→ **AUSZUG**
Ein Inspektor kontrolliert Papiere auf einer Baustelle in Bern. Keystone

Ein international anerkannter Migrations-Experte betont, die Schweiz schneide sich ins eigene Fleisch, wenn sie die zehntausenden Migranten, die illegal im Land arbeiten, nicht anerkenne.

Manuel Carballo erklärt, die Mehrheit der Sans Papiers in Europa seien nicht “Sozialfälle”, sondern eine wertvolle wirtschaftliche und soziale Ressource, die grösstenteils ungenutzt bleibe.

Diese Einschätzung des Direktors des Internationalen Zentrums für Migration und Gesundheit (ICMH) in Genf kommt kurz nach einer gleichartigen Warnung des höchsten Schweizer Entwicklungshelfers im letzten Monat.

Im Vorfeld der Abstimmungen über Asyl- und Ausländergesetz hatte Walter Fust, Chef der Direktion für Entwicklung und Zusammenarbeit (DEZA), seine Befürchtungen geäussert, die Schweiz könnte ihre zukünftigen Bedürfnisse an Arbeitskräften aus den Augen verlieren.

Im Gespräch mit swissinfo betont Carballo, die vom Bundesamt für Migration (BFM) auf rund 100’000 Personen geschätzten Sans Papiers seien eine ungenutzte Quelle für die Krankenversicherung und die kränkelnden Pensionskassen.

Die Jobs, die Migrantinnen und Migranten im Dienstleistungs- und im häuslichen Bereich, speziell in der Kinder- und Altenbetreuung wahrnähmen, würden zu gering geschätzt. Mit dem Engpass bei den Krippenplätzen und der immer älter werdenden Bevölkerung könne der Wert der Sans Papiers nicht länger ignoriert werden.

→ **AUFGABEN**
1 - Auf wie viele Personen schätzt das Bundesamt für Migration laut dem Auszug die Zahl der Sans Papiers?
2 - Gib die Stelle im Auszug zwischen "Ein Inspektor kontrolliert" und "grösstenteils ungenutzt bleibe." einschließlich dieser beiden Wortgruppen unverändert wieder.

→ **DATENTEIL**

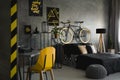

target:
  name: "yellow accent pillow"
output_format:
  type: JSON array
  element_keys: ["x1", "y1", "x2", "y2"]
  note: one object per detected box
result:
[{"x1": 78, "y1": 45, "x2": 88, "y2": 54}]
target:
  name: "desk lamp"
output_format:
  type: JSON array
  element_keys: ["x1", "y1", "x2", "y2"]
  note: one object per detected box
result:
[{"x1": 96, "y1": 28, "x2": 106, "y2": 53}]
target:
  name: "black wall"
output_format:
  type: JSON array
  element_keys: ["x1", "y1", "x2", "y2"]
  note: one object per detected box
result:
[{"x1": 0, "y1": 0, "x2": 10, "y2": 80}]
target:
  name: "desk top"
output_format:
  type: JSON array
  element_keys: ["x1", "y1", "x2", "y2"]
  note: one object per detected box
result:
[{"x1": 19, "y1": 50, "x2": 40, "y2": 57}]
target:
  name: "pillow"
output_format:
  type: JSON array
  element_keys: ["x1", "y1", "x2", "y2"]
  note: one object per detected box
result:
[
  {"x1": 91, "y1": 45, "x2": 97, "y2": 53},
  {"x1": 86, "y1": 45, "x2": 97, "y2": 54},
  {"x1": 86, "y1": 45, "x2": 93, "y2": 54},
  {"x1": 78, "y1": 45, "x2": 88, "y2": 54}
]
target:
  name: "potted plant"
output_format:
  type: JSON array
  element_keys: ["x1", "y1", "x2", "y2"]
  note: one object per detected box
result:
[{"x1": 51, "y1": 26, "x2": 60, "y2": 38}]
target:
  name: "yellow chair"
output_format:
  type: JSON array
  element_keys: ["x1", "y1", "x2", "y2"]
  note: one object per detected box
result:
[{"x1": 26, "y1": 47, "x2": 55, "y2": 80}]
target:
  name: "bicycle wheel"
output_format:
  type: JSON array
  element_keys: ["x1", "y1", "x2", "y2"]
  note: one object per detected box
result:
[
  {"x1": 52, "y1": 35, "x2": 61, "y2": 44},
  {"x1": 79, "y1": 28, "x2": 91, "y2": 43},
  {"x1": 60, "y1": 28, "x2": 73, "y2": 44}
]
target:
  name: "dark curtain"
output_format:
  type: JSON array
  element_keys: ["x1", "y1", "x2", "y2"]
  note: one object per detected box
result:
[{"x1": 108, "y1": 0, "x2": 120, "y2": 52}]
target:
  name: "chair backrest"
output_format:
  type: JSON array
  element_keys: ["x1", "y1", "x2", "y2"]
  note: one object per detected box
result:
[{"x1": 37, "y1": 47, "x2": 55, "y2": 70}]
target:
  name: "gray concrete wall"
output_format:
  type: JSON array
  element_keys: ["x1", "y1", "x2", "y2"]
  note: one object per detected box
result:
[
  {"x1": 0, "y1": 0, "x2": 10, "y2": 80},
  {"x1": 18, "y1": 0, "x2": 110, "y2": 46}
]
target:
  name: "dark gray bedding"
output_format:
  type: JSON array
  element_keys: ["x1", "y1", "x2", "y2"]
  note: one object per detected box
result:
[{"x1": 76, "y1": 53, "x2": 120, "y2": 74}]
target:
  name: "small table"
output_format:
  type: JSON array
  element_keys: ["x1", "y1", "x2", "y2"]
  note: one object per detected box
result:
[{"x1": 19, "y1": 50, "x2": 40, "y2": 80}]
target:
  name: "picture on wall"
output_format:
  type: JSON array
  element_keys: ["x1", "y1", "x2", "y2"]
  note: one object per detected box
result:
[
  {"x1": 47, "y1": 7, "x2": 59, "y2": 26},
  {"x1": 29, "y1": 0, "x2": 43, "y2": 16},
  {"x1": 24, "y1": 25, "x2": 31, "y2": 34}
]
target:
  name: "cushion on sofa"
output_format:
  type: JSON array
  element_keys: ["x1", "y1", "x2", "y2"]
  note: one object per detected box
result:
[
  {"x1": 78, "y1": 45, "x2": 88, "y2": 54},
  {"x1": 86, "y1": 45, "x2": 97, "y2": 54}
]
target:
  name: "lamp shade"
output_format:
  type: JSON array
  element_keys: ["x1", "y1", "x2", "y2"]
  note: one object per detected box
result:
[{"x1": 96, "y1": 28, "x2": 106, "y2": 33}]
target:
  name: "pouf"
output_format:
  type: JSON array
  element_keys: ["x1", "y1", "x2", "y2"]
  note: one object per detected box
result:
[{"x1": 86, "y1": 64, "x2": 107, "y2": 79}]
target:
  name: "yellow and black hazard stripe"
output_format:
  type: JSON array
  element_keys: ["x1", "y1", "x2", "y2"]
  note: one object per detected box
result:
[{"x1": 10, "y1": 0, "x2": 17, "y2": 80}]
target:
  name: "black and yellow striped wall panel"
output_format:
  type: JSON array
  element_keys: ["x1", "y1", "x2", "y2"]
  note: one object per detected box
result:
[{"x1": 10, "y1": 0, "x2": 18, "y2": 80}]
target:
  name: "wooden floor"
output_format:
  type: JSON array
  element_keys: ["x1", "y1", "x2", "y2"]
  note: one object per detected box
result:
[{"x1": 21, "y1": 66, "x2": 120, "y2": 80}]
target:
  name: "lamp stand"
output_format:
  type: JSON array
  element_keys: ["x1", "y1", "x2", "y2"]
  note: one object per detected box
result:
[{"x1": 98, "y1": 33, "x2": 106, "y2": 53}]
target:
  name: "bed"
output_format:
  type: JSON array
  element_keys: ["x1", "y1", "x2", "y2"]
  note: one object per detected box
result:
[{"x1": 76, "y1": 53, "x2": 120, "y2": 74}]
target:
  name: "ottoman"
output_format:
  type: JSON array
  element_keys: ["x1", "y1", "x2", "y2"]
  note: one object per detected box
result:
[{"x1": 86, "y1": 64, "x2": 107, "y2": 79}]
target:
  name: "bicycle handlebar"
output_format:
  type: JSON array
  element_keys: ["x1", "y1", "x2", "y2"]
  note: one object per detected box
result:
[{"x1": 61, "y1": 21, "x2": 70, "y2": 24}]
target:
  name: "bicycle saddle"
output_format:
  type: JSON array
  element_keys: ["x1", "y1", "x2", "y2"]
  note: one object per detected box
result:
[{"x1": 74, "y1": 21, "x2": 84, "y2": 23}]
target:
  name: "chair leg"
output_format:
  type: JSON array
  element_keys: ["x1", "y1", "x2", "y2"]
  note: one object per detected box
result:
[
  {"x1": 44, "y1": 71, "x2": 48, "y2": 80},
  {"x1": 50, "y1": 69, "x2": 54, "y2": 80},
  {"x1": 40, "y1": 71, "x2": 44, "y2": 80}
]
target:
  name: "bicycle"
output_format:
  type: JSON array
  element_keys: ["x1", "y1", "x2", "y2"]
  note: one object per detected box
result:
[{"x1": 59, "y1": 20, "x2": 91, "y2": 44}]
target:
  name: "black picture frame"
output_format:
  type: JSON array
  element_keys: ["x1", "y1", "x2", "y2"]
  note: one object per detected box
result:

→ **ANTWORTEN**
1 - Auf rund 100’000 Personen.

2 -
Ein Inspektor kontrolliert Papiere auf einer Baustelle in Bern. Keystone

Ein international anerkannter Migrations-Experte betont, die Schweiz schneide sich ins eigene Fleisch, wenn sie die zehntausenden Migranten, die illegal im Land arbeiten, nicht anerkenne.

Manuel Carballo erklärt, die Mehrheit der Sans Papiers in Europa seien nicht “Sozialfälle”, sondern eine wertvolle wirtschaftliche und soziale Ressource, die grösstenteils ungenutzt bleibe.